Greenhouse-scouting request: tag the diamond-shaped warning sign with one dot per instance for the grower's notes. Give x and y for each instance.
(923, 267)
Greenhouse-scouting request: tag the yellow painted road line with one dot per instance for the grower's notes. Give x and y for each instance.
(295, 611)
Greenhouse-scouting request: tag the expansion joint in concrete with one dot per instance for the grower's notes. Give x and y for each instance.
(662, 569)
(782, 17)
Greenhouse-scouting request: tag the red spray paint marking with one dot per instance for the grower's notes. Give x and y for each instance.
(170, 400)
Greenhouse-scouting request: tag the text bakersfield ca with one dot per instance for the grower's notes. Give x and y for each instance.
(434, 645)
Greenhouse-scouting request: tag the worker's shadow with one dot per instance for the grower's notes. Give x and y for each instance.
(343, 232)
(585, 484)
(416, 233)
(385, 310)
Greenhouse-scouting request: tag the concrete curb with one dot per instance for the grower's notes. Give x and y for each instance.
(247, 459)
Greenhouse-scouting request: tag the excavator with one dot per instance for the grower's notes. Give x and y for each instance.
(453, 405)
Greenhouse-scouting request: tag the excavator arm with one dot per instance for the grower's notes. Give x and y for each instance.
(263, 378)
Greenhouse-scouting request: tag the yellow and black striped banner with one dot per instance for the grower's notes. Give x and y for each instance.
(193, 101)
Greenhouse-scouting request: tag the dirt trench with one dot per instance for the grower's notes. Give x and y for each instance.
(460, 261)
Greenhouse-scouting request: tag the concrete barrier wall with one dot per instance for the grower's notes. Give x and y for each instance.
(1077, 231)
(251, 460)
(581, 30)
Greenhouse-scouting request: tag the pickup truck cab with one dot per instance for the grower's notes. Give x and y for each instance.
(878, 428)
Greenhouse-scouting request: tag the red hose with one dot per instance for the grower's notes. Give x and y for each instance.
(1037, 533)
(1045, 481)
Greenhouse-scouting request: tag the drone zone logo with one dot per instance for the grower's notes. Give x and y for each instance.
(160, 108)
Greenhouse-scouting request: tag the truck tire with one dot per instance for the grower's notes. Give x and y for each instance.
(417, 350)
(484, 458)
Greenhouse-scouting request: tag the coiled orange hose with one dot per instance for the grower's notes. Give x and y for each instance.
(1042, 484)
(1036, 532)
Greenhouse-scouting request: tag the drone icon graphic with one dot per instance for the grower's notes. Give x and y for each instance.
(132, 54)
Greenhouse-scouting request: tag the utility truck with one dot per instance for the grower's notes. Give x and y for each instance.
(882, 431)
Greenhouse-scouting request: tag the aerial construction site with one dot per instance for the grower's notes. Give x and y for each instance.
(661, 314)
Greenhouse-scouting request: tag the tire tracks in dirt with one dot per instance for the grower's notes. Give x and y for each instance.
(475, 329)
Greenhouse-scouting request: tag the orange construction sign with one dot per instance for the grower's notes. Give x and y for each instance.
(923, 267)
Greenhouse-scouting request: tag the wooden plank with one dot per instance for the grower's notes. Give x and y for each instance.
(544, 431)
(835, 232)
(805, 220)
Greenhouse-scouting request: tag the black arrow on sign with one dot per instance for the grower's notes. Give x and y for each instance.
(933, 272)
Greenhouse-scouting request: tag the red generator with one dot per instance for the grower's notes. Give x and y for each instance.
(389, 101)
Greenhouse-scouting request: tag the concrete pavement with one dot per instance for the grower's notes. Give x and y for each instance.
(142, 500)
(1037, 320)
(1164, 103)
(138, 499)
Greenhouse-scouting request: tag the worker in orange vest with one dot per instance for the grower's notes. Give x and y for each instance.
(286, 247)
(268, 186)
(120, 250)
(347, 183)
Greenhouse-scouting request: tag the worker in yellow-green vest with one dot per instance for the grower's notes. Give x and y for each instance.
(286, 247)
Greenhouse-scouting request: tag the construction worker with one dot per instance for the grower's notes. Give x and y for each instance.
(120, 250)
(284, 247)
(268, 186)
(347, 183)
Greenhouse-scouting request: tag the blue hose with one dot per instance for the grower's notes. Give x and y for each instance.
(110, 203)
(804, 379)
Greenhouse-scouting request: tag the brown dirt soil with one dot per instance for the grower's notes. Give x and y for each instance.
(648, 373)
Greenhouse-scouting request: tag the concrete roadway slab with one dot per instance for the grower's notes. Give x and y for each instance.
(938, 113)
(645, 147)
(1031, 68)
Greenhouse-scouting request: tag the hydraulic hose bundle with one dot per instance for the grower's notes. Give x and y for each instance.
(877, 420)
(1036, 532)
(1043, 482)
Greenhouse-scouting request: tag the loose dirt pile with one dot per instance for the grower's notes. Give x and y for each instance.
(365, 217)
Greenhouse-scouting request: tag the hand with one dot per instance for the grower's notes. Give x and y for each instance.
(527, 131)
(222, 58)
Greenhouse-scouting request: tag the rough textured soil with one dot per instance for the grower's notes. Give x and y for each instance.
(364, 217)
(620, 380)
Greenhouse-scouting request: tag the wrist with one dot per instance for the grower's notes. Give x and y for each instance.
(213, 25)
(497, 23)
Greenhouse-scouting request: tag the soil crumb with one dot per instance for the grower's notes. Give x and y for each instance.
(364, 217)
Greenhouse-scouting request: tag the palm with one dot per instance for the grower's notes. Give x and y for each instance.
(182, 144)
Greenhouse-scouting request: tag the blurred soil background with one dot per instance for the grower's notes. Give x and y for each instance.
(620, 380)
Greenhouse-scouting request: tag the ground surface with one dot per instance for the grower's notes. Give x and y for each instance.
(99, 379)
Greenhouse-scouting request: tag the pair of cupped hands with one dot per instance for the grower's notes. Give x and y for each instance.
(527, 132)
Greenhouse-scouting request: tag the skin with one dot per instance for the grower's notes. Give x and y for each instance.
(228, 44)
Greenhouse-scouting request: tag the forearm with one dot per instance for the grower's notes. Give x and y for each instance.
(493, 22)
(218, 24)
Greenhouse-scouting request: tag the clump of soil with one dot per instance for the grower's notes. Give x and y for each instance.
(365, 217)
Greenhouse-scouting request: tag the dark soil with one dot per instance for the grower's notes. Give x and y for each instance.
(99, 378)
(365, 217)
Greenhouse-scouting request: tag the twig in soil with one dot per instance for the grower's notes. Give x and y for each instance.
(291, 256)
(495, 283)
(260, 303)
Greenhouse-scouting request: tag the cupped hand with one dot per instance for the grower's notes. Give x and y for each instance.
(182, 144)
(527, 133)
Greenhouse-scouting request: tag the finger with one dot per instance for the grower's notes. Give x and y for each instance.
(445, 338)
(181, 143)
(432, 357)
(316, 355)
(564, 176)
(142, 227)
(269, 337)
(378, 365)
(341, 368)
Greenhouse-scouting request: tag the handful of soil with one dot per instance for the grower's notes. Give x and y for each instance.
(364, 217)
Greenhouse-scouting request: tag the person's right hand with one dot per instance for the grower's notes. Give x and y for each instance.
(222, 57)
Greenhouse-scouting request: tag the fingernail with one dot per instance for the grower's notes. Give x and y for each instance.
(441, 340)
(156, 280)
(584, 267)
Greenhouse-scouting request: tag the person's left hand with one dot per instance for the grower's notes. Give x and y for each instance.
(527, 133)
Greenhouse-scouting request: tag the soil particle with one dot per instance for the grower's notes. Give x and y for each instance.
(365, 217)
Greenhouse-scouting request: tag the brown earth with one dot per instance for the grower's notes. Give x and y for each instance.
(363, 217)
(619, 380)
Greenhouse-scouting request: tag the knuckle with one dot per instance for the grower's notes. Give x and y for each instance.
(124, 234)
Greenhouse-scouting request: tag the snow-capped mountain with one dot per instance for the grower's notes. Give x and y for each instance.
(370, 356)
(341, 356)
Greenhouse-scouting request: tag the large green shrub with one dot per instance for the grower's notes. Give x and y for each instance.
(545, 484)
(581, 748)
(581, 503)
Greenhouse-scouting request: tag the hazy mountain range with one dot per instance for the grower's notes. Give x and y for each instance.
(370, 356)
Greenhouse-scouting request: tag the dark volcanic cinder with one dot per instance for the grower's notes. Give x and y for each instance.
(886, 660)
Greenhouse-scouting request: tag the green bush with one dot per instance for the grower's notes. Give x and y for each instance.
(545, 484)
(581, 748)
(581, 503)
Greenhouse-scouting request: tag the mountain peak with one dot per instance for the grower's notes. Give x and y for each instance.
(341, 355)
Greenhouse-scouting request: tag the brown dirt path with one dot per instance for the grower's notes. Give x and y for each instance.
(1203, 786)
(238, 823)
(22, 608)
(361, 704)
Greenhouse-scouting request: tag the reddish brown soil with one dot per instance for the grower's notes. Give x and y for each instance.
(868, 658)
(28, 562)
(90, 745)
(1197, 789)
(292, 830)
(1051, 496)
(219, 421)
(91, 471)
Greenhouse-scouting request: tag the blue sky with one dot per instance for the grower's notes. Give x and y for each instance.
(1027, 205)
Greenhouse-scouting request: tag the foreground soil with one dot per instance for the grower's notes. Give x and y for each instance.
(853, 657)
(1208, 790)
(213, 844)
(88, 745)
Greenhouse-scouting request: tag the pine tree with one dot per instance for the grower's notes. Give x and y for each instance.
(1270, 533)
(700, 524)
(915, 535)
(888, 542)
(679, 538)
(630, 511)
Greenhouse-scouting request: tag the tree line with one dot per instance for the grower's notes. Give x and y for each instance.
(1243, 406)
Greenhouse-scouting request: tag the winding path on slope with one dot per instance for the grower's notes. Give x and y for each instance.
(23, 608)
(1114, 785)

----

--- Your objective ---
Copy these lines word for word, starting with the line that contains "Greenhouse-scouting request: tag the reddish" and continuing through the final line.

--- Output of the task ---
Greenhouse-scouting request: tag the reddish brown soil with one dot per instance for the grower's notes. Give x and y for each instance.
(868, 658)
(28, 562)
(90, 745)
(1197, 789)
(292, 830)
(1051, 496)
(219, 421)
(91, 471)
Greenhouse-scouting request: tag the blue sky with one dot per instance for the grower's notes. Give x and y for each instance.
(1027, 205)
Greenhouse-scouting request: tag the foreground soil with one dot per instance for the grower's notes. Give x and y for each instance.
(853, 657)
(1208, 790)
(213, 844)
(88, 745)
Greenhouse-scouting request: tag the pine tree with one dot per instance for the grower's notes. Give x and y for each instance.
(1270, 533)
(700, 524)
(915, 535)
(888, 542)
(679, 538)
(630, 511)
Greenhouse-scouting request: tag the tree line with one dot per instance for the grower's notes. Give x and y for each instance.
(1243, 406)
Greenhouse-scouting request: tag the winding path on slope with one dot per instance for the grower's notes. Give x and y for each instance.
(23, 608)
(1114, 785)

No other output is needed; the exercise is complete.